» **Exercise task**
Decide whether each statement agrees with the passage on New Jersey railroads below. Answer yes or no for each, and quote the words of the passage that decide it:
1. The New York and Long Branch Railroad opened in 1875 from Perth Amboy to Long Branch.
2. The New York and Long Branch was extended to Point Pleasant in 1876.
3. The Pennsylvania Railroad acquired the Pemberton route in 1881.

───── Excerpted passage ─────

Also at this time two connecting lines were built in central Jersey, both from Whitings. The Pemberton and New York Railroad ran west to meet a railroad from Camden near Pemberton. The other, the Tuckerton Railroad, ran southeast to reach the bay towns from Waretown (which was also on the NJS's branch from Lakehurst) to Tuckerton.[15]

Gould lost control of the New Jersey Southern Railroad company in the Panic of 1873 and it went into receivership.[16]

Rail service to the Monmouth County coast was revolutionized by the opening of the New York and Long Branch Railroad (NY&LB) in 1875 from Perth Amboy to Long Branch. It was the so-called "all rail route" from Jersey City, operated by the Central Railroad of New Jersey. The NY&LB crossed the NJS original mainline at Red Bank and the NJS mainline via Long Branch on the west side of town at Branchport. This was the third railroad to Long Branch, and it rapidly became the primary route.[17] The time by rail from New York (including a ten-minute ferry ride to Jersey City) was about 1 hour 40 minutes. The "bay route" to Sandy Hook took about 2 hours but writers of the period considered it the more pleasant journey, at least in good weather. The New York and Long Branch was extended by separate companies to Sea Girt in 1876 and Point Pleasant in 1880.[18]

The idea of connecting New York and Philadelphia by the former R&DB was revived for about two years from 1878 to 1880. The rail portion of the new route ran from Sandy Hook via Long Branch, Eatontown, Whitings, and Pemberton to Camden. Travellers could leave New York by boat at 11:00 in the morning and arrive at Philadelphia by ferry at 4:20 in the afternoon.[19] The Pennsylvania Railroad acquired the Pemberton route in 1879, and used it and new construction to create a new route from Camden to Long Branch in 1881, running via a new line from Whitings to Toms River and Seaside Heights and up to the end of the NY&LB at Bay Head Junction, just south of Point Pleasant. The Pennsylvania likewise rerouted the trains from Philadelphia off the NJS in 1880, running instead by a new line to Sea Girt and then up the new NY&LB. The section of the NY&LB from Long Branch to Point Pleasant therefore had trains to both New York and Philadelphia, but not through service, and the possible journeys involving the NJS bay route to Long Branch and a change of trains to the Pennsylvania Railroad were not promoted.

───── Stored records ─────

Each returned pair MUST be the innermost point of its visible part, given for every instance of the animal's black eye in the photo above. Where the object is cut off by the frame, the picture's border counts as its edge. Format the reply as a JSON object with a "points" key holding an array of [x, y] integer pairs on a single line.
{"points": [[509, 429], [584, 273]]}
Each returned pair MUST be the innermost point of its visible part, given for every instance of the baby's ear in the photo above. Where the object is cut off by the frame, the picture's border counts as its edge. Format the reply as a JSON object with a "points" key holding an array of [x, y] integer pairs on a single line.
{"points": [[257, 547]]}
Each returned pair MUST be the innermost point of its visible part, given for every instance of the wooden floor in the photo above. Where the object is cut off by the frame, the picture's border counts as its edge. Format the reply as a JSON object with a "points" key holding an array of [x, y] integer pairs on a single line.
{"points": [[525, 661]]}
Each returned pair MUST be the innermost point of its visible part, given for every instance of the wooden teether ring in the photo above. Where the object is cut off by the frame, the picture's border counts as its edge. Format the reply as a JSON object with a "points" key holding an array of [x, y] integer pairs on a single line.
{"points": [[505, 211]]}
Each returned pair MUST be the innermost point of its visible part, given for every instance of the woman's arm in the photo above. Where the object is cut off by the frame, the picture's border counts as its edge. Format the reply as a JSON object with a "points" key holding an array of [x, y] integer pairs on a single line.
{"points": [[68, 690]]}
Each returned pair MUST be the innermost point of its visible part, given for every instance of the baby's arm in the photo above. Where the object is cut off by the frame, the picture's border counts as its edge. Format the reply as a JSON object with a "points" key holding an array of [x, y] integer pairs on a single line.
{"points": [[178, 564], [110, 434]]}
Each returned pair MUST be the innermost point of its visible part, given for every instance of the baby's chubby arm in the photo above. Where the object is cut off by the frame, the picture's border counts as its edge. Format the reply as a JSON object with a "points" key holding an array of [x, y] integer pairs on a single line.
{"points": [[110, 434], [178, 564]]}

─────

» **Final answer**
1. Yes: "the opening of the New York and Long Branch Railroad (NY&LB) in 1875 from Perth Amboy to Long Branch"
2. No: "extended by separate companies to Sea Girt in 1876 and Point Pleasant in 1880"
3. No: "The Pennsylvania Railroad acquired the Pemberton route in 1879"